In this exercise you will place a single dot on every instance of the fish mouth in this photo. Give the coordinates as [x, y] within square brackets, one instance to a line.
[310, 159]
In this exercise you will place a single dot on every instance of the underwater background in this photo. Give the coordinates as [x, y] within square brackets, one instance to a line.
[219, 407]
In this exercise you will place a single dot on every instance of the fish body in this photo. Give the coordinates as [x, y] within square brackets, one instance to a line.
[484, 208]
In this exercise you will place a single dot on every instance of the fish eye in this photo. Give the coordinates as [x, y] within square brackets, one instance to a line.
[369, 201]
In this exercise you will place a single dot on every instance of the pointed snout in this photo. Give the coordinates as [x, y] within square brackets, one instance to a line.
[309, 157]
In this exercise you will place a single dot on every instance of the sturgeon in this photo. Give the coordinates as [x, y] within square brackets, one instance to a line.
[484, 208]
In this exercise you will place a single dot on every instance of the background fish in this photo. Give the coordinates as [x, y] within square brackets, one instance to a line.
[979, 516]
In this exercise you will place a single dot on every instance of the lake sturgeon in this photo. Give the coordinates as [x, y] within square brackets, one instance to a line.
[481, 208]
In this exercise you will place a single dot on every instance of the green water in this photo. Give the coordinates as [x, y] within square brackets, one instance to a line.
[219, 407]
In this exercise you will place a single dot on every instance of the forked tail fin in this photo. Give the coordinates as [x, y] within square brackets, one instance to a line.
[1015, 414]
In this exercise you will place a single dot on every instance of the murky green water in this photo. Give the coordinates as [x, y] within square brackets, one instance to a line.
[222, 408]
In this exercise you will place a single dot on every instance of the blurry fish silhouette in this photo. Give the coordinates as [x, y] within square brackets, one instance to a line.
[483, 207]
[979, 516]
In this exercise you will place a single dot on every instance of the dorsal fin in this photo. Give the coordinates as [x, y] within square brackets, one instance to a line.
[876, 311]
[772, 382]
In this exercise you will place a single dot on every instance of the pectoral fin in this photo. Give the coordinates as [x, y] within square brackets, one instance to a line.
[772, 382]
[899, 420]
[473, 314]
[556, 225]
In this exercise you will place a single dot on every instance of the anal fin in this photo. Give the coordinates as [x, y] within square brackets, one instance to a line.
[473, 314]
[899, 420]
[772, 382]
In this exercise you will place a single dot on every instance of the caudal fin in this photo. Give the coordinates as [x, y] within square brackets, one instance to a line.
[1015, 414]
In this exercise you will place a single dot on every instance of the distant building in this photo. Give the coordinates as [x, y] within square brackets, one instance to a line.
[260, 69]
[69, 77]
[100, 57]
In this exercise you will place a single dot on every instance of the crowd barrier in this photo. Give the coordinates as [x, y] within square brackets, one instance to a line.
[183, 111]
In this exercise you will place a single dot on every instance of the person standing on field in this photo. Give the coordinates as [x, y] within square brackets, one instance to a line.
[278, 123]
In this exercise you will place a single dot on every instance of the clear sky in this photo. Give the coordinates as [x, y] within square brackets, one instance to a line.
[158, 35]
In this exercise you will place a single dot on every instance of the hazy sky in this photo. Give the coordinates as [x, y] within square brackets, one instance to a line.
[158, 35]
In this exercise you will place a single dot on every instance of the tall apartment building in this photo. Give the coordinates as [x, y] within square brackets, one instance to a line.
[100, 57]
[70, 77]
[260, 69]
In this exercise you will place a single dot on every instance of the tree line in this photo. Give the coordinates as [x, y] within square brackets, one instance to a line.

--- WHAT YOU NEED TO DO ---
Every entry above must be reproduced word for word.

--- EXERCISE RESPONSE ---
In this exercise you will place a single dot on every instance of the fish mouth in this photo. Give the coordinates as [x, y] within square brackets, one instance to a line.
[310, 159]
In this exercise you will place a single dot on every instance of the underwater background in this photo. Give the coordinates as [x, y] within square brackets, one instance to a line.
[219, 407]
In this exercise you will place a single dot on every instance of the fish body in this photo. Give the coordinates as [x, y] within square brackets, one instance to a line.
[484, 208]
In this exercise you will place a single dot on every instance of the fish eye in this photo. Give the coordinates as [x, y] within square brackets, one instance to a line.
[369, 201]
In this exercise you will place a single dot on every instance of the pointed snout in this photo. Give the coordinates as [x, y] within square brackets, one instance to a line.
[309, 157]
In this exercise you will place a single dot on every instance of the sturgeon in this photo. Give the coordinates as [x, y] within square brackets, one instance to a line.
[484, 208]
In this exercise you will place a single dot on every instance of the background fish in this photo. Give the coordinates as [x, y] within square brackets, one instance to a line.
[979, 516]
In this exercise you will place a single dot on every instance of the lake sturgeon in this photo. Give the coordinates as [x, y] within square brackets, one instance to a line.
[481, 208]
In this exercise you will place a single dot on every instance of the green water in this photo. Give the coordinates as [x, y] within square brackets, one instance to a line.
[219, 407]
In this exercise you will place a single dot on every instance of the forked tail fin in this photo. Give the coordinates as [x, y] within square brackets, one instance to a line.
[1015, 414]
In this exercise you will place a single dot on every instance of the murky green water in this photo. Give the coordinates as [x, y] within square brackets, one instance to a line.
[222, 408]
In this exercise you will place a single dot on every instance of the blurry fish silhouette in this photo. Give the coordinates as [x, y] within square brackets, one instance to a line.
[483, 207]
[979, 516]
In this exercise you will place a single dot on every instance of the dorsal fin in this photo. Give the coordinates as [x, y] within square brackets, one instance to a line.
[876, 311]
[772, 382]
In this exercise you will place a single dot on every instance of the pectoral fin in this photo. Give the coordinates as [x, y] within square brackets, one instance to a line.
[772, 382]
[899, 420]
[473, 314]
[556, 225]
In this exercise you will place a single dot on every instance of the anal fin in this photo. Give the coordinates as [x, y] within square brackets, one instance to a line.
[473, 314]
[899, 420]
[772, 382]
In this exercise you will place a single dot on every instance of the caudal fin in this photo. Give the coordinates as [x, y] within square brackets, one instance to a line.
[1015, 414]
In this exercise you will place a single dot on every instance of the distant building in this photo. Give the coordinates as [x, y] within square brackets, one instance to a line.
[260, 69]
[69, 77]
[100, 57]
In this exercise you will place a single dot on every instance of the crowd barrier in this photo. Give the coordinates as [x, y] within square brackets, one instance to a line.
[183, 111]
In this exercise you will place a single dot on every instance of the person standing on field in this photo. Give the coordinates as [x, y] within square brackets, one instance to a line.
[278, 123]
In this exercise you will place a single dot on every instance of the clear sky in this photo. Give the coordinates as [x, y] within square brackets, one instance to a line.
[158, 35]
In this exercise you will place a single dot on every instance of the hazy sky in this photo. Give the coordinates as [x, y] within square brackets, one instance to a line.
[158, 35]
In this exercise you will place a single dot on every instance of the tall apartment building in this photo. Give the coordinates as [x, y] within square brackets, one instance to a line.
[100, 57]
[70, 77]
[260, 69]
In this exercise you will place a single dot on every instance of the tree line in this photo. Give the coordinates as [x, y] within square brackets, one instance to a line.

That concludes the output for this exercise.